*** Input Section Begins ***

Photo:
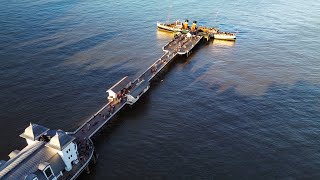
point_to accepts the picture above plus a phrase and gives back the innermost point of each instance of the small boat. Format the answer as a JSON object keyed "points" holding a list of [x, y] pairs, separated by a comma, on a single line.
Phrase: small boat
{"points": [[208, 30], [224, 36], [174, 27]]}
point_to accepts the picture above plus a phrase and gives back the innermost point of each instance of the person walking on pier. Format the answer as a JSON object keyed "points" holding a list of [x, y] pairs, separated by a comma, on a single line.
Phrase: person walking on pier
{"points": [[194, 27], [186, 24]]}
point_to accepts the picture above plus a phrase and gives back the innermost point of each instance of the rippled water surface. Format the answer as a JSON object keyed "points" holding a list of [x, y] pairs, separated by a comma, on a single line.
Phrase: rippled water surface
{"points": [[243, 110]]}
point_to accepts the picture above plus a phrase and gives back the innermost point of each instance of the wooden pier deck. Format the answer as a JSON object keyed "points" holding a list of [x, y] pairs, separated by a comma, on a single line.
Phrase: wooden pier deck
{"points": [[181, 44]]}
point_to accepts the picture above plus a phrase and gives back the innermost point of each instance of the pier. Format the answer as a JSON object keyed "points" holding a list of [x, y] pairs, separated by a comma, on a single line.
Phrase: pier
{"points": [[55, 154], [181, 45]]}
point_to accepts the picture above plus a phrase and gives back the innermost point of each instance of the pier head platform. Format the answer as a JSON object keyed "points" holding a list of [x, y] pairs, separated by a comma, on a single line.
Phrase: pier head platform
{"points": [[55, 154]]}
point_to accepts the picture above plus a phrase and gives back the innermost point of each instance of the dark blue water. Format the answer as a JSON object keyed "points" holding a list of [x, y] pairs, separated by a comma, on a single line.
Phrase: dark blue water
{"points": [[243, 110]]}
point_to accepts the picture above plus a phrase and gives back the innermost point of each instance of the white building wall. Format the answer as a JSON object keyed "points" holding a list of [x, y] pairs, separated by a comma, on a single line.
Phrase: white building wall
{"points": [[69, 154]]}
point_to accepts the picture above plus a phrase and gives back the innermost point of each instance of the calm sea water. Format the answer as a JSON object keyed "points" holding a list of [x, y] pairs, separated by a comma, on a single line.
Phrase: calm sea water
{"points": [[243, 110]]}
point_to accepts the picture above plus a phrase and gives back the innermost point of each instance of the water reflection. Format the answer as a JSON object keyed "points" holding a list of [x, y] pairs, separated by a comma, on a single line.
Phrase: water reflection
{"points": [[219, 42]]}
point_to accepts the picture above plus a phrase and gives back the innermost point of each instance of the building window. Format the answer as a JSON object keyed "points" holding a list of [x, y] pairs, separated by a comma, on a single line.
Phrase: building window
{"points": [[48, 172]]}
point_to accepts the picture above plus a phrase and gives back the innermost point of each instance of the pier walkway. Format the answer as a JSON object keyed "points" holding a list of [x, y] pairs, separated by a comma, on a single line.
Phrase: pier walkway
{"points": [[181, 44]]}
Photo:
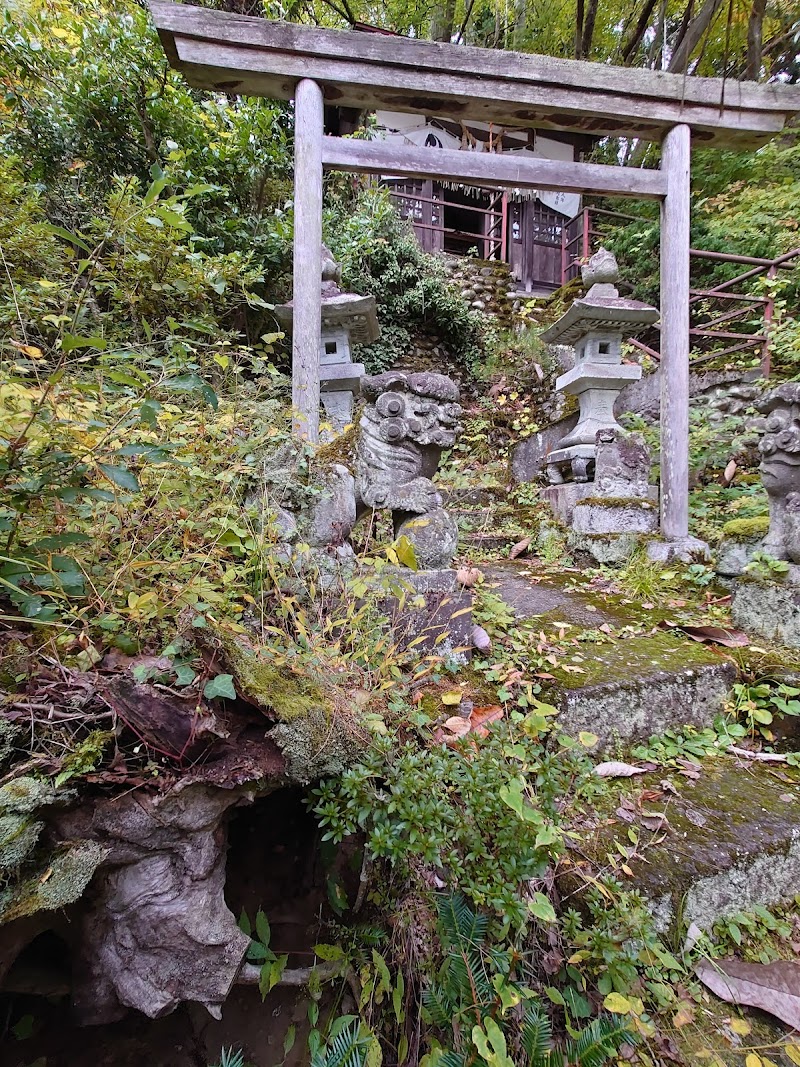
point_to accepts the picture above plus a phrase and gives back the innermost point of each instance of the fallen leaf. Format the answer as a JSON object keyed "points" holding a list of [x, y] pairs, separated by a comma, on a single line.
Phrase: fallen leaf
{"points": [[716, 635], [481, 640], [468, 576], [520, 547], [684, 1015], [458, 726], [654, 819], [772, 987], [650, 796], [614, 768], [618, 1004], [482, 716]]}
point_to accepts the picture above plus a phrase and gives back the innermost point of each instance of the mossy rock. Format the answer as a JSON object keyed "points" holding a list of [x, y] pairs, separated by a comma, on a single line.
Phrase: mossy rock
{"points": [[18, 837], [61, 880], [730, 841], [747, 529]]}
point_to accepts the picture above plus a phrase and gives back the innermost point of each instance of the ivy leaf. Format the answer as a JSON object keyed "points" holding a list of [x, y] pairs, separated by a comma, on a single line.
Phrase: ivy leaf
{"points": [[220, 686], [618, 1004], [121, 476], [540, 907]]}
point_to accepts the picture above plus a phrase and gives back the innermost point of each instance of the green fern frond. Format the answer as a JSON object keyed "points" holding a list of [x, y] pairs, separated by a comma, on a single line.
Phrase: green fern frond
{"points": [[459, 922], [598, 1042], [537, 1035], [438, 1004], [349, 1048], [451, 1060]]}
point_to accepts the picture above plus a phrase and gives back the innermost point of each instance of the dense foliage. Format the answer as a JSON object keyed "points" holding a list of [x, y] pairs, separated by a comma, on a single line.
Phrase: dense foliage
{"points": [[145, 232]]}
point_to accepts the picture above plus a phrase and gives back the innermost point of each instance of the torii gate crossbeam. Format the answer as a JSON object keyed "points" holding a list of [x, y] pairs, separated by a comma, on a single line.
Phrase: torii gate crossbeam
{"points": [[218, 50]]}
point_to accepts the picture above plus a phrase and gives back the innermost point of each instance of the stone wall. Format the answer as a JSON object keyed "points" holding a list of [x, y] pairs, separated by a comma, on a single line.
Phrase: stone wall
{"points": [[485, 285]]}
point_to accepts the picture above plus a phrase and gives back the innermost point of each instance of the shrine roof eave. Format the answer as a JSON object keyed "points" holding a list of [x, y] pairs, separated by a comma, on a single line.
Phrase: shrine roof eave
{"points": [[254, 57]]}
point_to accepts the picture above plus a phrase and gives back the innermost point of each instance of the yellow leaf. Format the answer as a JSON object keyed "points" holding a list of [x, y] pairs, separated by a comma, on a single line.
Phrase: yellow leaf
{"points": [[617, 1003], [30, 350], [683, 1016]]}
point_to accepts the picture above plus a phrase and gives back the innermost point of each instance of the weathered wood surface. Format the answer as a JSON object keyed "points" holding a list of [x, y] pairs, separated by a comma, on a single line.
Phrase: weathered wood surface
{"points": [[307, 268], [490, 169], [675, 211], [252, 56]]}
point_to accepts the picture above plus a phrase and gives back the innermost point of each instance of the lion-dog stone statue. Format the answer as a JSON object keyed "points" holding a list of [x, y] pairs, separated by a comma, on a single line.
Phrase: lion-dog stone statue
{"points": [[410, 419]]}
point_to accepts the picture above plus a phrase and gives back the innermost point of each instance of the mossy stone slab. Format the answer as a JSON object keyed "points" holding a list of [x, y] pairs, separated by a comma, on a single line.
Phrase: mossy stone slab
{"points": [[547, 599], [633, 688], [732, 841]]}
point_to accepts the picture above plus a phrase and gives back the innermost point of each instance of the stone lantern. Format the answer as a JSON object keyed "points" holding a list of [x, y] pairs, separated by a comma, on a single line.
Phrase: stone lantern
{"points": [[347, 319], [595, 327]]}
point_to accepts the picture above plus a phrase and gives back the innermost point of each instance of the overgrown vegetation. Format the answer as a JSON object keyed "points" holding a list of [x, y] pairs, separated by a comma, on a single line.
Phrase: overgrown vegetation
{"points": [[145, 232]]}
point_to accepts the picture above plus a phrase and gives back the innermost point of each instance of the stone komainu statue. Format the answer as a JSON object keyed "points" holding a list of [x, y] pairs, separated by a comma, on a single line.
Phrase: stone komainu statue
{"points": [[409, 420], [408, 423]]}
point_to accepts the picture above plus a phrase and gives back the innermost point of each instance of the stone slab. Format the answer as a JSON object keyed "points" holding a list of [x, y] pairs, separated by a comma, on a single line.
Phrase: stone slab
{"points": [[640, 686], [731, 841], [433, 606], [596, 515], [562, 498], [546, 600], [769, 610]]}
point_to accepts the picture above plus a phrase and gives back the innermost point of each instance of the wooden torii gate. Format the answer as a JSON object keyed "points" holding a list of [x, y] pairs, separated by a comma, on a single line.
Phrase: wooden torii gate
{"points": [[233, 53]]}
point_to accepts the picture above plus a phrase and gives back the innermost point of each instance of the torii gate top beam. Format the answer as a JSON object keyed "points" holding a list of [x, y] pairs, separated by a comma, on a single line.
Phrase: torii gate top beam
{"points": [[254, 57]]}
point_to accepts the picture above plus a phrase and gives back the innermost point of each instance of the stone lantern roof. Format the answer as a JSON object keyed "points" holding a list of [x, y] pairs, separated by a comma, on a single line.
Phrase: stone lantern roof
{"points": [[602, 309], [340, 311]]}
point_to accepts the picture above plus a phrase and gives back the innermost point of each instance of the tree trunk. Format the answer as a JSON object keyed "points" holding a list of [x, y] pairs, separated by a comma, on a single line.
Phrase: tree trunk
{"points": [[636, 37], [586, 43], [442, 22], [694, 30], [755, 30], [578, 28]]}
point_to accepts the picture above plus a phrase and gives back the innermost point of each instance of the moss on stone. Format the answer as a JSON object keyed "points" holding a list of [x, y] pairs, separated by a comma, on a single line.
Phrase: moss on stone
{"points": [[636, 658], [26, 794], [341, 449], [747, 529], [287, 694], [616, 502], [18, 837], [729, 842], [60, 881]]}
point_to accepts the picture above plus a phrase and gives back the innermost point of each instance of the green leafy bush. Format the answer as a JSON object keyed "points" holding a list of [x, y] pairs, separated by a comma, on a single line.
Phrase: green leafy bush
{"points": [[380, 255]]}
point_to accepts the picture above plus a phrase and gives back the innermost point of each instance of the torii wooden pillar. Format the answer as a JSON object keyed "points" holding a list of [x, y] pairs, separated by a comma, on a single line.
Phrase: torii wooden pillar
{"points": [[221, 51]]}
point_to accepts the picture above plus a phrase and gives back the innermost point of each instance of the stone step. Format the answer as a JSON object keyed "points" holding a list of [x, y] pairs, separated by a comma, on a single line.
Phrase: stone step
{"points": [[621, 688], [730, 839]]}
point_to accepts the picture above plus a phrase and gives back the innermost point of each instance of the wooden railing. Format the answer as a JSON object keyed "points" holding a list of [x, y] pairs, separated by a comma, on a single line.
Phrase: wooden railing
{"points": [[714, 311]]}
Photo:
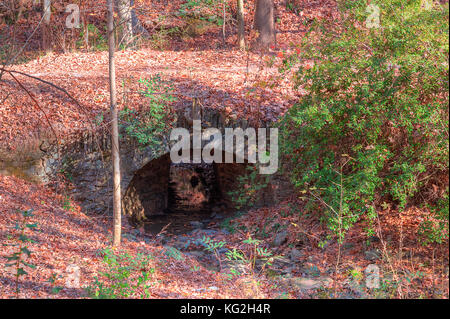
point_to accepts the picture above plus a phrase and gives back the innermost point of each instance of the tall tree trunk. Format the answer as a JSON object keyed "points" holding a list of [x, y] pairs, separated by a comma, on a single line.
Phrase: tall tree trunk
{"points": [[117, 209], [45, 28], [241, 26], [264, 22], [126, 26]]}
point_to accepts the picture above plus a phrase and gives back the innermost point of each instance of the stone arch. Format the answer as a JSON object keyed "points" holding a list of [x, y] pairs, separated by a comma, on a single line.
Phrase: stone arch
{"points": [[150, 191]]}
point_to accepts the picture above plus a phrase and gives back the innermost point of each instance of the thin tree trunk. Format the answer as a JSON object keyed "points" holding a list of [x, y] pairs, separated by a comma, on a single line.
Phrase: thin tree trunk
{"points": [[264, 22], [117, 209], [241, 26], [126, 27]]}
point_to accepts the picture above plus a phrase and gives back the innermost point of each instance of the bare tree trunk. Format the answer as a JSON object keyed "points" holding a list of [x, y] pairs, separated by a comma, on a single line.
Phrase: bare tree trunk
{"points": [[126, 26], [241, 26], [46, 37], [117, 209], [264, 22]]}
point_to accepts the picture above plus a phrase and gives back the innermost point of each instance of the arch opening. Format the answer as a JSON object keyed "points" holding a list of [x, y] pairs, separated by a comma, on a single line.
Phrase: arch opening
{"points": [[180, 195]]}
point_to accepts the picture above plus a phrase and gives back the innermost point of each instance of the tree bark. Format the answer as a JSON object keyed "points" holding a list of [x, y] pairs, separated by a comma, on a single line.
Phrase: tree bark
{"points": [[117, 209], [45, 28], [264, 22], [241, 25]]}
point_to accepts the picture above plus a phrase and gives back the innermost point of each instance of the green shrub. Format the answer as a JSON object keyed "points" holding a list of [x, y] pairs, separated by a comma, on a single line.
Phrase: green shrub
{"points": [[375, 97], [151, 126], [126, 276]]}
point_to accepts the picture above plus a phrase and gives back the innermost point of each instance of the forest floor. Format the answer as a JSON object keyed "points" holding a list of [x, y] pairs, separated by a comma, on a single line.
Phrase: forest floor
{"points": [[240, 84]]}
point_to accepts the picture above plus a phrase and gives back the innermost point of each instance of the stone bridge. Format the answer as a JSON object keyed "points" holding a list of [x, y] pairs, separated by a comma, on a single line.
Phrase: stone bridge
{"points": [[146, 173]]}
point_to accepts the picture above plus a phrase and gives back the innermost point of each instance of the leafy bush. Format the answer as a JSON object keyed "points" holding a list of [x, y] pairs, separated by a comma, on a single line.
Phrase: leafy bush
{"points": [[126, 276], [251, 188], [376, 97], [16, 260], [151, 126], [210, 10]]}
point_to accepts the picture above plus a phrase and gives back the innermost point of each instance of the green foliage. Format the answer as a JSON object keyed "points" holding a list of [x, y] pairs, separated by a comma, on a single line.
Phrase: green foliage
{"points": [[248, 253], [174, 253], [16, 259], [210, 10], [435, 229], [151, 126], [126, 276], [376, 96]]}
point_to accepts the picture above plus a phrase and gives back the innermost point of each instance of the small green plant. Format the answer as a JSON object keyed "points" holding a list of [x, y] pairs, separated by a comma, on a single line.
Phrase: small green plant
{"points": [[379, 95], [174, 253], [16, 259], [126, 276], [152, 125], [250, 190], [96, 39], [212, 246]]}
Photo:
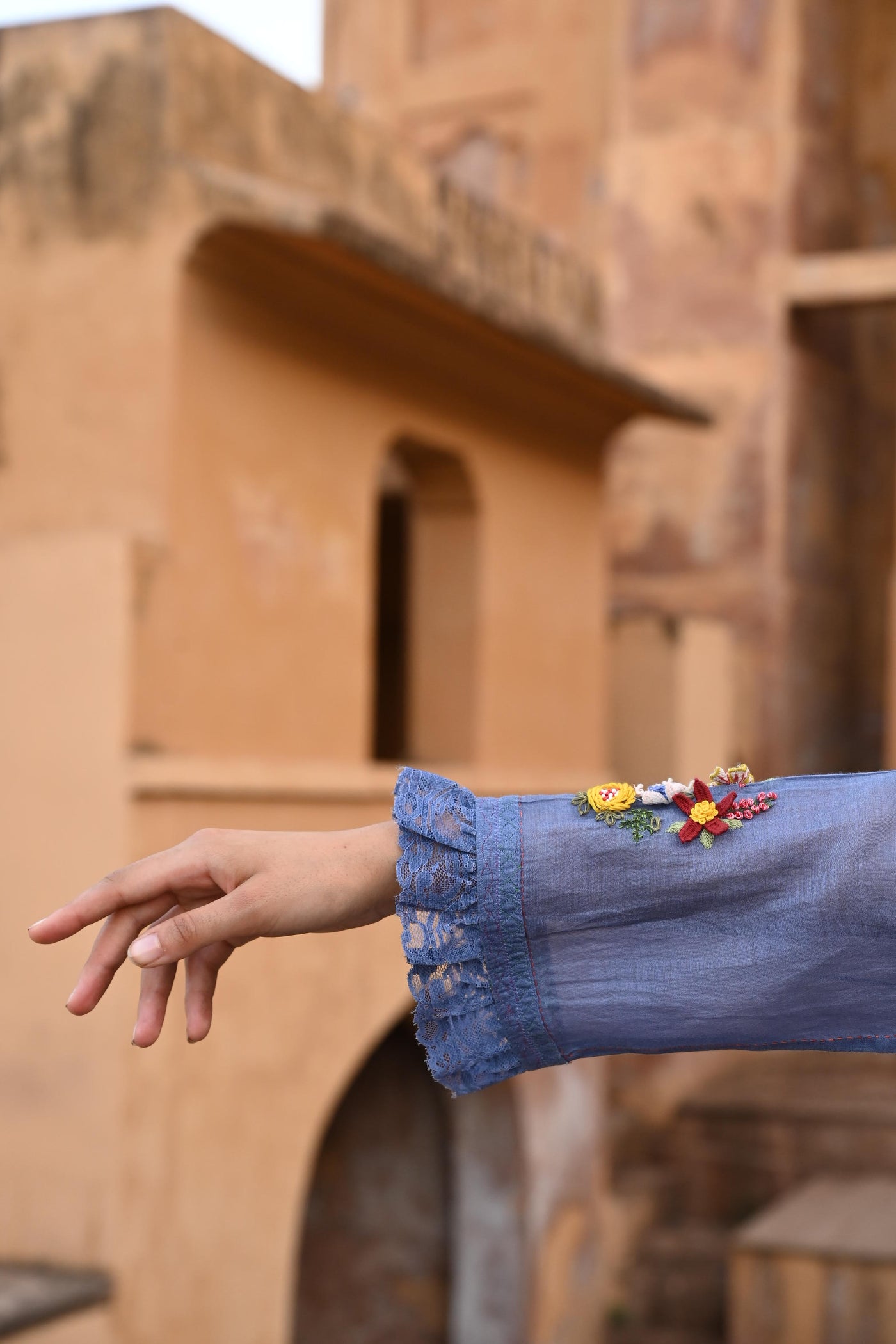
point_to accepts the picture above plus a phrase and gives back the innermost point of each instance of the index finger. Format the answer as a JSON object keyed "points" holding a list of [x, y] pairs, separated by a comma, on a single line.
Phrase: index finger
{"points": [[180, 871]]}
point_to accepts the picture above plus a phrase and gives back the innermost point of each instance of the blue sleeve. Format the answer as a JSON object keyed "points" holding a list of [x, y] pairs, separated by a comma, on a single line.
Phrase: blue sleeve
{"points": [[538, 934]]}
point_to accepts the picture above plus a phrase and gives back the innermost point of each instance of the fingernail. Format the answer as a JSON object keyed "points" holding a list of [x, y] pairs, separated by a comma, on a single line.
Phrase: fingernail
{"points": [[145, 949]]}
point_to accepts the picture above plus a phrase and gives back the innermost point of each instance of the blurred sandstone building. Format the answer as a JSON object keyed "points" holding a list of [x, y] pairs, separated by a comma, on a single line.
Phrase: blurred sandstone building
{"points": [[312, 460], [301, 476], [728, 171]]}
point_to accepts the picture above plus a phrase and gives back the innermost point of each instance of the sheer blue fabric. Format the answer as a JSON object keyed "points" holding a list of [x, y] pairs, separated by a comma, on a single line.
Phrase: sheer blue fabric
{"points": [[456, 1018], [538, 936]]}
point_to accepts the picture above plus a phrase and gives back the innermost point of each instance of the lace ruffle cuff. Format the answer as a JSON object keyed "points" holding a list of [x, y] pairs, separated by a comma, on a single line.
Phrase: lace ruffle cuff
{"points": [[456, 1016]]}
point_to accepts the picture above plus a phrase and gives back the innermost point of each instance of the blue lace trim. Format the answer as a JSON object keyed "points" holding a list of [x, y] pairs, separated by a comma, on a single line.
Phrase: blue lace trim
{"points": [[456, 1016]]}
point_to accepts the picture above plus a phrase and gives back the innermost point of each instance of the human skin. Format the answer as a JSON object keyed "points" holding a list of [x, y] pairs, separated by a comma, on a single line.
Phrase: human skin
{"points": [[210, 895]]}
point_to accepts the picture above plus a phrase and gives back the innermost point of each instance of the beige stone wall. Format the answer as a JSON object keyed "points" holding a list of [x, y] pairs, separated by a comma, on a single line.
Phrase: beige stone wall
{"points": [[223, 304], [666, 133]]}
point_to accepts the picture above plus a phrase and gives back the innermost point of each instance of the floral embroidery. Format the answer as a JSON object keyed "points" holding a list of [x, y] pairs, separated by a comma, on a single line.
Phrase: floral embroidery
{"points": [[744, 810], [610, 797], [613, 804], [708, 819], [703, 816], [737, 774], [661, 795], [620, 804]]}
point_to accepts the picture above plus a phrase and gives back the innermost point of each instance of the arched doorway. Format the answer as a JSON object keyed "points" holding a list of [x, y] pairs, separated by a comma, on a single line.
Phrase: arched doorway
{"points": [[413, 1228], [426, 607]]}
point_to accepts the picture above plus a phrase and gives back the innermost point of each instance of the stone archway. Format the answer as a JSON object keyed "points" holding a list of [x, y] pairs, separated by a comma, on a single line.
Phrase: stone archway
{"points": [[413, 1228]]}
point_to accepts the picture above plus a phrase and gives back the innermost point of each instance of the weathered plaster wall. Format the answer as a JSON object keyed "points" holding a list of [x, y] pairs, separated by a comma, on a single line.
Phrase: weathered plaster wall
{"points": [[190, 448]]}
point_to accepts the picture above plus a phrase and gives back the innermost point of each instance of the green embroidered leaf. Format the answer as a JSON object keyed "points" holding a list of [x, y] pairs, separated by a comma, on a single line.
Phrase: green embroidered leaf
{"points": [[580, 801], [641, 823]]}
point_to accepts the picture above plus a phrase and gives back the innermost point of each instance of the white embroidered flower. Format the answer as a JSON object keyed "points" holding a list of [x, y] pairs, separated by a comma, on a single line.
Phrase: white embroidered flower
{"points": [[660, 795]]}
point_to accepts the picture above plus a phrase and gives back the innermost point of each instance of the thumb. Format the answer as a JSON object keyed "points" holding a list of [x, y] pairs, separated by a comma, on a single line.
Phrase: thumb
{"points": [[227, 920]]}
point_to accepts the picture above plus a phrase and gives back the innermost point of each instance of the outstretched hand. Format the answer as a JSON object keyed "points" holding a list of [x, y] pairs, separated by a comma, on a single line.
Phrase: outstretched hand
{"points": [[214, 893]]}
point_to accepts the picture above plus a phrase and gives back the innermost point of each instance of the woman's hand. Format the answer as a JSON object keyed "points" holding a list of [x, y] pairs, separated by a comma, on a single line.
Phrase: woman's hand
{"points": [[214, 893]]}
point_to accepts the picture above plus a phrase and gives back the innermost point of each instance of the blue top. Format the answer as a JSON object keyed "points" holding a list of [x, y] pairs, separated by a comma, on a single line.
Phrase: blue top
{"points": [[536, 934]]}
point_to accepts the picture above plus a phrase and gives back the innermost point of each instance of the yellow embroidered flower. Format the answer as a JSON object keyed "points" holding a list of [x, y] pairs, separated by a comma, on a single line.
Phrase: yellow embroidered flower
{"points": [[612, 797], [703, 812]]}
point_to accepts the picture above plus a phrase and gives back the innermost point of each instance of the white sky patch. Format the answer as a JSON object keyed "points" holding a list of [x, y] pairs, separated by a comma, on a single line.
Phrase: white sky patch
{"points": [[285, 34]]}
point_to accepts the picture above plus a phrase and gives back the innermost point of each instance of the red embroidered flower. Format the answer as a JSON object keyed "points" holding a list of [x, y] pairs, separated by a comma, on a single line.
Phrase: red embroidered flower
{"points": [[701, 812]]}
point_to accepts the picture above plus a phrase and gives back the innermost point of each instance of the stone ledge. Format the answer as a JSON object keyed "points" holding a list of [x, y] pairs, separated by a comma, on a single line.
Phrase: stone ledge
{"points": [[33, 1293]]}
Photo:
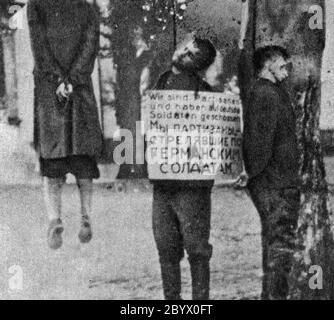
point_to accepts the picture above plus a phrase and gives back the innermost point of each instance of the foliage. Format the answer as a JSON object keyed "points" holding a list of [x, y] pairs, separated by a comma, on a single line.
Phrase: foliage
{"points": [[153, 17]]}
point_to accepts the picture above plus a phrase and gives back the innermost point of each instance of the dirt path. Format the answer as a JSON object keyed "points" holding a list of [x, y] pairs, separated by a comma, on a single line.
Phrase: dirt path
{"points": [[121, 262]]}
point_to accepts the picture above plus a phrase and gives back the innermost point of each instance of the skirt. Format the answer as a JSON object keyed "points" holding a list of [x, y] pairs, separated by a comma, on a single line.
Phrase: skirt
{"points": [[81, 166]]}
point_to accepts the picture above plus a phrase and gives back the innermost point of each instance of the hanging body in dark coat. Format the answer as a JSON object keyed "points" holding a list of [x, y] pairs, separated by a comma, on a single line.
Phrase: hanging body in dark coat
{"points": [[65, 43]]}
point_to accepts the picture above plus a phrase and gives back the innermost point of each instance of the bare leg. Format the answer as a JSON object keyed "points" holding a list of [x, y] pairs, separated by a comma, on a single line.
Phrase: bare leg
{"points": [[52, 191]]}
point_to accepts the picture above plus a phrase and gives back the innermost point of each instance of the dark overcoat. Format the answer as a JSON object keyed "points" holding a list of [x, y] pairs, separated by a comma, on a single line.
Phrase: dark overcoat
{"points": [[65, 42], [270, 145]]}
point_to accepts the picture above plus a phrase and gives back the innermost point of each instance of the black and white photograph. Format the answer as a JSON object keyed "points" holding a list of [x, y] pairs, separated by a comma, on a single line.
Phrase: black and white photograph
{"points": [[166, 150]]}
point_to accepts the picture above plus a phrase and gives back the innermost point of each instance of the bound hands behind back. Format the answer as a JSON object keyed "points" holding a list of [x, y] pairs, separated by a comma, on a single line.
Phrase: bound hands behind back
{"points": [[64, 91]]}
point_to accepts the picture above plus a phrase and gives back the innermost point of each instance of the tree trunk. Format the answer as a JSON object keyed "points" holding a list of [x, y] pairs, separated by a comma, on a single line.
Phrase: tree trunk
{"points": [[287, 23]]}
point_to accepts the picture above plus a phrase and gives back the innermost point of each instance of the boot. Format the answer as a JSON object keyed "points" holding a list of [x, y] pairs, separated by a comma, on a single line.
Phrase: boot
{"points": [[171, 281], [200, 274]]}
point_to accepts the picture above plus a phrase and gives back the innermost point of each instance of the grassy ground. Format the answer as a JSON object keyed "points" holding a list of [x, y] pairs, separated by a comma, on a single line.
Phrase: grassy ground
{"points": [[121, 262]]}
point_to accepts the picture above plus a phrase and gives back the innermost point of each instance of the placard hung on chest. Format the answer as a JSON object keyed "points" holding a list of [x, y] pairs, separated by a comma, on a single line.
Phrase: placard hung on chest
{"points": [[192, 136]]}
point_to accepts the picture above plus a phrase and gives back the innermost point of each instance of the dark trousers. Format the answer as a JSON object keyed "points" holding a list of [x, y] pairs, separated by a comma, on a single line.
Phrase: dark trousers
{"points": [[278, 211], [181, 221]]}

*** Input Section Ends ***

**Description of the task:**
Looking at the data above, write out exactly the lines that start at the one containing "Phrase: skirt" and end at the one containing "the dark overcoat."; include both and nothing beyond.

**Solution for this task:**
Phrase: skirt
{"points": [[81, 166]]}
point_to accepts the picture above plus a phrase and gives back the innermost point of each instance of the hanging body in dark coat. Format the answer as a JSON object keyed "points" holding a list of [x, y] pairs, separated by a comma, on a single line.
Phrase: hanging body in dark coat
{"points": [[65, 43]]}
point_to accepts the picture above plus a phrase and gives back the innermost point of each instance of the bare leg. Format the answer as a JSON object keyed "points" holding a list of [x, y] pairs, separated by a comma, on a single line.
Phrase: bare leg
{"points": [[52, 191]]}
point_to accepts the picture above plus a phrase and gives back the innermost point of each instance of the dark overcoat. Format the answer as a JSON object keyed "points" holding a list of [x, y] pairs, separated by a comma, on a single line.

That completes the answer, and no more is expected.